* **Task objective**:
Pick out every line in the rows below that contains the word "bread", and copy each one in full.

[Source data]

####################

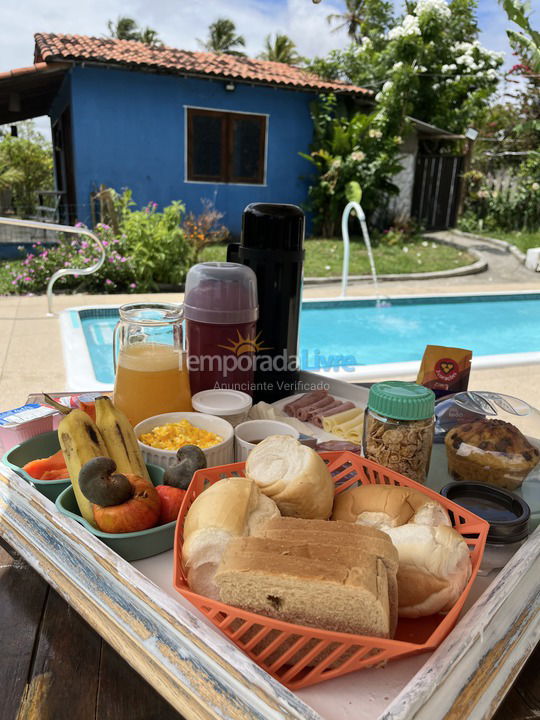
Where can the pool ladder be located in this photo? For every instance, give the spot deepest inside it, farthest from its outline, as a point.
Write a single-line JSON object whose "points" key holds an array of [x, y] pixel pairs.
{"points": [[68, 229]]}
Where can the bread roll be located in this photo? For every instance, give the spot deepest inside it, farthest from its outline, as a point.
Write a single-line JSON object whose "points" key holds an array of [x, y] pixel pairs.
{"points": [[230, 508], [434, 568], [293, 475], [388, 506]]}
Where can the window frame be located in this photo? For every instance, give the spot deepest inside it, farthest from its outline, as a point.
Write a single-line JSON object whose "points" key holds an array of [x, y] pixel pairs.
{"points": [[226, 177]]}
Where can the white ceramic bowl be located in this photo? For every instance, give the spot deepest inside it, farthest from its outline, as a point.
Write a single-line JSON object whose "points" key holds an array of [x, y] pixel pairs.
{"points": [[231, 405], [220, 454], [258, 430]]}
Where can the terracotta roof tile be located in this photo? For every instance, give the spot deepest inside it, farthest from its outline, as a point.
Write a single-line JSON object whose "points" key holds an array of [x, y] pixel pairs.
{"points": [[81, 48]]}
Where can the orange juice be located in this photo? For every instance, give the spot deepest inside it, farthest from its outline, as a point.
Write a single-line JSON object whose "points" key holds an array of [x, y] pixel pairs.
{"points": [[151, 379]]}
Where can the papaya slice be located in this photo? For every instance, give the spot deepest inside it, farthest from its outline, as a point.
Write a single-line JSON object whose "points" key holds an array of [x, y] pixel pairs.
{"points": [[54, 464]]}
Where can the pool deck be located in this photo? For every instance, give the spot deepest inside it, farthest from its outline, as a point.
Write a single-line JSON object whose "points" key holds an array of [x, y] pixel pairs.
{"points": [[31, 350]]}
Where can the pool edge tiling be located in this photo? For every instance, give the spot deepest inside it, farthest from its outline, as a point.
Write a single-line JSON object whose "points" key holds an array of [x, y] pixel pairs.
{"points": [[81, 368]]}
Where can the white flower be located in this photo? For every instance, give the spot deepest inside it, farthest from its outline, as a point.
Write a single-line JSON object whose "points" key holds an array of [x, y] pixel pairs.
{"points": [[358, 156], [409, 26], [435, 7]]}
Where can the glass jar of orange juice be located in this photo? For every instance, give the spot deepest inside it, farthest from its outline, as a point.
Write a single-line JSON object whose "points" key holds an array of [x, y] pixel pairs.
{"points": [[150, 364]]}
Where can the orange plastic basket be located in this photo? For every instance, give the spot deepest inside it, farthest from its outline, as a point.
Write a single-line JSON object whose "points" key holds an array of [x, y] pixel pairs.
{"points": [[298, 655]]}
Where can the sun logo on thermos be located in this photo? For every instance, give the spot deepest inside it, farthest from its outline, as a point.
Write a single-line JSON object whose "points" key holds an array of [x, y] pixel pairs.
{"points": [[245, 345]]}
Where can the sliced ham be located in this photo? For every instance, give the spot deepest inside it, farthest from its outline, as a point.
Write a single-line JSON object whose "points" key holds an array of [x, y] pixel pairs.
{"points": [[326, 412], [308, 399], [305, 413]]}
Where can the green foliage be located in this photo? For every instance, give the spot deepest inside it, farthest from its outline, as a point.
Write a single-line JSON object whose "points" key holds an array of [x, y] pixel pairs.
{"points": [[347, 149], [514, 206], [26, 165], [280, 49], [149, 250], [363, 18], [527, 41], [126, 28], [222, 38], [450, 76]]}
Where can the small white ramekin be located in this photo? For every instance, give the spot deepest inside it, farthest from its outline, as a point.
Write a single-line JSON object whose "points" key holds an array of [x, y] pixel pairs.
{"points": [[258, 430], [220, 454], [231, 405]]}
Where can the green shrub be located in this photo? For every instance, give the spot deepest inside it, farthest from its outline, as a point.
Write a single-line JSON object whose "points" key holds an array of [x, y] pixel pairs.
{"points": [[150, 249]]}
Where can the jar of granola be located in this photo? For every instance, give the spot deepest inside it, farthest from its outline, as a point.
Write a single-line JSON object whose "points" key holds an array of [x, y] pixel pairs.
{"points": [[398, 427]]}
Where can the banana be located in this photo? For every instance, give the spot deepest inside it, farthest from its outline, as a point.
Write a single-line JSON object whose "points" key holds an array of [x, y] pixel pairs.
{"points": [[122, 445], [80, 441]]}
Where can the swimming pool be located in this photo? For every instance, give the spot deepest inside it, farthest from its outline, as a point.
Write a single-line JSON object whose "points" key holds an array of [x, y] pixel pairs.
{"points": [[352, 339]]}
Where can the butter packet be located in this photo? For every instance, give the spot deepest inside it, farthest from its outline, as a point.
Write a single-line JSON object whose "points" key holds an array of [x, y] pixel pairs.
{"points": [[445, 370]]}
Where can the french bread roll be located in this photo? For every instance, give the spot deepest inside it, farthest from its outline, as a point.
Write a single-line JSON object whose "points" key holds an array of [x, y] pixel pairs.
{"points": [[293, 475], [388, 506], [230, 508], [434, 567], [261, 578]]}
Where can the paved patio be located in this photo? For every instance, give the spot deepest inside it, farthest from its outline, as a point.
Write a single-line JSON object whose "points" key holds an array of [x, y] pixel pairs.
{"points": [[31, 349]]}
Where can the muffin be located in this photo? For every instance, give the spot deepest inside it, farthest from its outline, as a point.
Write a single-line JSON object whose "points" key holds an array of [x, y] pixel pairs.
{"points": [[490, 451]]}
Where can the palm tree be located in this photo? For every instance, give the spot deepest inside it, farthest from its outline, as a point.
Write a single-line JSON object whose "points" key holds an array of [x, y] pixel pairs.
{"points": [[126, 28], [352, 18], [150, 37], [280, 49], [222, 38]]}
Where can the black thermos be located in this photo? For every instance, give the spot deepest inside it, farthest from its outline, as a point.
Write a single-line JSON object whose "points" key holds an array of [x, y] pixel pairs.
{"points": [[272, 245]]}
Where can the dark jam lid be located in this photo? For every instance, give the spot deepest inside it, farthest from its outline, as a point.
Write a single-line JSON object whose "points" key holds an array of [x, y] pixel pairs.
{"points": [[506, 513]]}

####################

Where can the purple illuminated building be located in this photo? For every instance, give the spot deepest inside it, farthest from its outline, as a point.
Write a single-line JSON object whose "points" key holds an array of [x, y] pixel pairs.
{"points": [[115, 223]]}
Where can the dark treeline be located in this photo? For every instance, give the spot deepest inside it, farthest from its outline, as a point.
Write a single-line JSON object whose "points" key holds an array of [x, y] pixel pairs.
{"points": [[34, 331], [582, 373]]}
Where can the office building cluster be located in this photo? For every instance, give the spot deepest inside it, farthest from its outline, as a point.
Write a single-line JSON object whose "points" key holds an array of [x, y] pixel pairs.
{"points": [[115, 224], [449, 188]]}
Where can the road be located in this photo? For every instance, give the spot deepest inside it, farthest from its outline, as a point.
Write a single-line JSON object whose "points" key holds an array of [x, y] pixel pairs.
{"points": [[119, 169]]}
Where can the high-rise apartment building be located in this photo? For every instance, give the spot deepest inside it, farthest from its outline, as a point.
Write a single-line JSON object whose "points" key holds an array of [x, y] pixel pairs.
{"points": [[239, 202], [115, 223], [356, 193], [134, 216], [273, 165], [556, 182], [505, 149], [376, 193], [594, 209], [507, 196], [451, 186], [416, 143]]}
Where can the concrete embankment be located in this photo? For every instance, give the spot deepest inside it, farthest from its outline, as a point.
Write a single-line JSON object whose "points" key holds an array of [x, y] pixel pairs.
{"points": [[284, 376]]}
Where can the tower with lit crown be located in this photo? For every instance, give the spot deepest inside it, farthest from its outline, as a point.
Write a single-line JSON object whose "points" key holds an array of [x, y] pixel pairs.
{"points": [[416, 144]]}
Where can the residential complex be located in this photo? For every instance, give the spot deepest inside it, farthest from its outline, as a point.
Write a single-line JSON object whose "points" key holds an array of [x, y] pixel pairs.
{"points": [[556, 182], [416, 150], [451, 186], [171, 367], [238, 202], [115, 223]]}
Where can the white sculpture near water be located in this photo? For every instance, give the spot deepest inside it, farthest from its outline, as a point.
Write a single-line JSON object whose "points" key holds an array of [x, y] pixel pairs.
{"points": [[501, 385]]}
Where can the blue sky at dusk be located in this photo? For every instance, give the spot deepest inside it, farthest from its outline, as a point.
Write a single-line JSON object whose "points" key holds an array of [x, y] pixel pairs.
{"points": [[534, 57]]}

####################

* **Written solution**:
Where can the bread roll be located in this photo? For every instance, give the spot deepest inside it, farthest from its outline, as a point.
Where can the french bread roll be located in this photo? For every instance, give the spot deepest inside it, farthest from its outline, as a point.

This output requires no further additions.